# Finally getting somewhere with the ME7, MED9, M3.x



## scarboroughdub (Jul 8, 2002)

Ive been following these forums, and its a great idea, but information is very hard to get on these computers.
as it stands im very deep into these computers and will be starting R&D tuning shortly next week.
just to give you some backgroud.
i have been tuning standalone's and piggy backs for years, 
and chip tuning nissan's and honda's But info for them is much easier to get.
VW, BMW, Audi is my next mountain to climb.

If anyone has any info in regards to address location of maps let me know. any and all info is good.
cheers.


----------



## [email protected] (Jul 27, 2001)

*Re: Finally getting somewhere with the ME7, MED9, M3.x (scarboroughdub)*

I think you'll find most people "in the know" won't share a lot of info on those binaries because they don't want to give away secrets that may take away from their market share.
Ask folks over at http://www.checksumm.com/chiptuning/index.php , they'll help you the most. 
In a perfect world, you would be using Inca and ETK boards with the proper .s19 and .a2l files you need along with the Bosch Funktionsrahmen document. That's how the OEMs do it.

→ **Prompt 1**
In the ECU tuning thread, which car makes had scarboroughdub been chip tuning before turning to VW, BMW and Audi?
→ **Prompt 2**
Please continue the ECU tuning thread from its last sentence.
The listing is not part of this work.

→ **Data section**
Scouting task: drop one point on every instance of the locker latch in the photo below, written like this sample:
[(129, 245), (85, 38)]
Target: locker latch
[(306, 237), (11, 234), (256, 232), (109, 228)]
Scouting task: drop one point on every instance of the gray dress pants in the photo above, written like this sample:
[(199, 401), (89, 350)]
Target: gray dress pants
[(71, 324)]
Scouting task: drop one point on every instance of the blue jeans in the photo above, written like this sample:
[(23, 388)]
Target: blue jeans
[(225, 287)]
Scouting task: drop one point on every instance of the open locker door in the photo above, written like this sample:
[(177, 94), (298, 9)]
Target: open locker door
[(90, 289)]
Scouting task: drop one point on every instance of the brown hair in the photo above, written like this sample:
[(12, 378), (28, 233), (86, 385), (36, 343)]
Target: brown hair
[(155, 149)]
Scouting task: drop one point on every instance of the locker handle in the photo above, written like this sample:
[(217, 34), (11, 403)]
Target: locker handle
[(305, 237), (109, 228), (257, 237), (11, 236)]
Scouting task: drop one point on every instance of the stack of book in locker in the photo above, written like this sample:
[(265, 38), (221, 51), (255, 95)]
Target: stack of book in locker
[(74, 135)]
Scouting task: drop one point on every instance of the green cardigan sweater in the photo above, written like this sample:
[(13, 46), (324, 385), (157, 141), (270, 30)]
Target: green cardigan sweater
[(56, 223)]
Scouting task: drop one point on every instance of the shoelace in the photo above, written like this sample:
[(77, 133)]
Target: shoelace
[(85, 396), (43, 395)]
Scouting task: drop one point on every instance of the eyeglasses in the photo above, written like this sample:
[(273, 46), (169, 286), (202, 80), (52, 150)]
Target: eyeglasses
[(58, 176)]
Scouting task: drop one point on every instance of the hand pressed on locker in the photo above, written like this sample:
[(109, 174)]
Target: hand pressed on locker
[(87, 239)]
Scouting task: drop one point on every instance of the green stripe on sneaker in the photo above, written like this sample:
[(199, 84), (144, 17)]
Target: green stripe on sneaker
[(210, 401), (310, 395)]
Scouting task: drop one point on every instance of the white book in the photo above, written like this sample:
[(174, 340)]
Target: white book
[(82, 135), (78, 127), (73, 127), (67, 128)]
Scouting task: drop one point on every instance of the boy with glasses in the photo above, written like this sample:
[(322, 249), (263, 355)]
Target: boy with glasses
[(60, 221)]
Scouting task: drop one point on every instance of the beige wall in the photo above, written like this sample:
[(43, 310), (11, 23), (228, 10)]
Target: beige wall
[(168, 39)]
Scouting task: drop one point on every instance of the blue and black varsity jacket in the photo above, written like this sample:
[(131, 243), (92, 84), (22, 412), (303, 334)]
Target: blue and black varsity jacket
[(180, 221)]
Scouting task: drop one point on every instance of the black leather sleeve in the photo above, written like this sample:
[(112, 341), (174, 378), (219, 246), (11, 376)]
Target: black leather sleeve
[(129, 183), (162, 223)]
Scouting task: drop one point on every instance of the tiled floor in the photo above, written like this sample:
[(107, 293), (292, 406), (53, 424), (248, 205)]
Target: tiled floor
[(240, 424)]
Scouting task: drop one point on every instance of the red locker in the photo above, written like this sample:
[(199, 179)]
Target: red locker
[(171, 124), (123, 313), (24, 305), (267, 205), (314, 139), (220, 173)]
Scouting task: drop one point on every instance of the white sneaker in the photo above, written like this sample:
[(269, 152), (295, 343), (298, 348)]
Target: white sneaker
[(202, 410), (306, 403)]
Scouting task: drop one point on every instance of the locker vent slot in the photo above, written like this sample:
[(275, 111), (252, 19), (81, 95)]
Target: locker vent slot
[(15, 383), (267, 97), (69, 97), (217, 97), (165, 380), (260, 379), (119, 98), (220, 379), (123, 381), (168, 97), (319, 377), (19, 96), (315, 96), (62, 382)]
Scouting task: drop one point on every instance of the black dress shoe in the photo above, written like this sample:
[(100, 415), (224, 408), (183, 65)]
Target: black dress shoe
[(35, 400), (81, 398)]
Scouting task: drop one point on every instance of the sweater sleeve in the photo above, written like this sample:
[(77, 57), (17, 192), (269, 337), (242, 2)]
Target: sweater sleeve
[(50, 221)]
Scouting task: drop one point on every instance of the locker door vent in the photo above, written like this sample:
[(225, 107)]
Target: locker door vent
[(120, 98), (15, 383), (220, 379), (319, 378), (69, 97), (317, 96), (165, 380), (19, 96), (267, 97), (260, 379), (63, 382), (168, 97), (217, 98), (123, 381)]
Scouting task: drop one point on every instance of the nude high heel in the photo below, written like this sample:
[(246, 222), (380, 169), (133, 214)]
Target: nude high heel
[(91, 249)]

→ **Final answer 1**
Nissans and Hondas.

→ **Final answer 2**
http://****************.com/smile/emthup.gif 
BUT...that's _nearly_ impossible for mere mortals to have that level of equipment or connections to the factory. SO...people work it out the hard way using tools like IDA Pro to disassemble code and such. Most of the talented calibration specialists create their own Motronic editing application by hiring software engineers to create the high level code for them. If you wanted to get into this field, you'll have to spend more time on it than you did with previous ECU types. It's not easy.


----------



## scarboroughdub (Jul 8, 2002)

*Re: Finally getting somewhere with the ME7, MED9, M3.x ([email protected])*

yeah i have some custom software already developed in regards to map location.
IDA pro has been software of choice, but there are other solutions out there for the right price that show you the map with just a couple clicks.


----------



## [email protected] (Jul 27, 2001)

*Re: Finally getting somewhere with the ME7, MED9, M3.x (scarboroughdub)*


_Quote, originally posted by *scarboroughdub* »_yeah i have some custom software already developed in regards to map location.

Problem is, finding and editing maps is only half of the picture. Any software calibration expert should know what the map actually does and exactly how it affects (or is affected by) other maps or sensor outputs. This becomes very important from ME7 on. That's why the Bosch flowcharts are so critical to have and understand. Without that vehicle specific documentation it's impossible to do a complete and thorough calibration. Most people only change 3-5 maps anyway, so it's not that catastrophic in terms of impact upon the code, but it doesn't make it right to just change maps without knowing exact interdependencies and thus consequences. In earlier code (M5.9, etc.) it's not that critical, but once you get into ME7, ME9, and MED17...it becomes important to have access to the Funktionsrahmen to follow how it all works.


----------



## scarboroughdub (Jul 8, 2002)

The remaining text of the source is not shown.